===== Reading passage

32 percent of people between the ages of 25 and 44 have considered a job change in just the last year. In fact, the average person will have a string of 12 job changes over the course of their adult working life.
While it’s great to live in a time where you might have job options, it can also complicate your retirement planning.
Imagine this scenario as you consider the pros and cons of rolling over 401k to IRA.
Imagine if you sign up for the employee-sponsored 401k (and you should) 12 different times, each with another employer and slightly different inventing options for the plan.
You could retire with a briefcase of assorted plans, making cohesive retirement planning a challenge. For this reason, many people opt to roll over their 401k plans to an IRA account.
Read on to learn more about the pros and cons of executing a 401K plan rollover into an IRA.
Options You Have for an Old 401K
Are you wondering why you might choose to roll over your 401k plan? When you leave an employer and go to a new employer, you must decide what will happen to your invested money in the previous employer’s 401k.
You have four choices.
You can opt to cash out the account and take the money. Of course, you’ll pay penalties and fees for taking the money before you’re old enough.
Sometimes your new employer will offer a 401k plan. So, you can opt to transfer the money from your old plan into your new plan.
Be sure to see how long it is before you’re eligible for your new plan. Sometimes employers will have a waiting period before you’re eligible.
You can also choose to leave your money in the previous 401k. It’s still your money. But many employers prefer you to take your funds with you. Generally speaking, if the account holds less than a thousand dollars, they may cash it out and take the taxes from the balance.
The last option, and usually the best option, is to roll over the old 401k funds into an IRA.
What Is a 401k Rollover?
A 401k rollover is when you take funds from a 401k plan and move those same funds to an IRA plan.
Both a 401k and an IRA are tax-deferred investments. Often with a 401k, an employer will also contribute to the plan on your behalf. An IRA isn’t set up with an employer but instead with an independent brokerage firm.
When you move the funds from your 401k to an IRA, in most cases, you can continue to defer the tax liability until you reach retirement age.
How to Rollover 401k Retirement Funds to an IRA
If you choose not to leave your 401k funds and instead wish to put them into an IRA, there are some things you need to do. Follow these steps in the process.
Choose a New Brokerage Firm
Remember, while the employer is responsible for the investment of the 401k, they don’t handle IRAs. So, before you can move the money, you need to research brokerage firms and find one that matches your needs.
Discuss the Transfer With Both Accounts
Every firm and account has slightly different procedures. Often to execute a transfer, you must first set up the IRA account. Then the 401k will issue a check that goes to the IRA.
Talk to both investment managers to find out the correct procedure for a transfer.
Complete Paperwork for Transfer
You will, of course, need to authorize this kind of transfer which will involve some paperwork. Go to your previous employer for the paperwork to move your funds to the IRA.
Be Mindful of Time Limits
Often investment managers will move the money directly from one account to another without you ever actually being directly involved.

==========

Written request:
Please write out the 401k rollover article again, starting with "When you move" and going on through "in the process.", renaming "IRA" to "individual retirement account" each time it appears.

===== Collected material

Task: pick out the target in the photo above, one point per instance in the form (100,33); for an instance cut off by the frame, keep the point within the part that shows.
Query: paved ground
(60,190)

==========

Correct output:
When you move the funds from your 401k to an individual retirement account, in most cases, you can continue to defer the tax liability until you reach retirement age.
How to Rollover 401k Retirement Funds to an individual retirement account
If you choose not to leave your 401k funds and instead wish to put them into an individual retirement account, there are some things you need to do. Follow these steps in the process.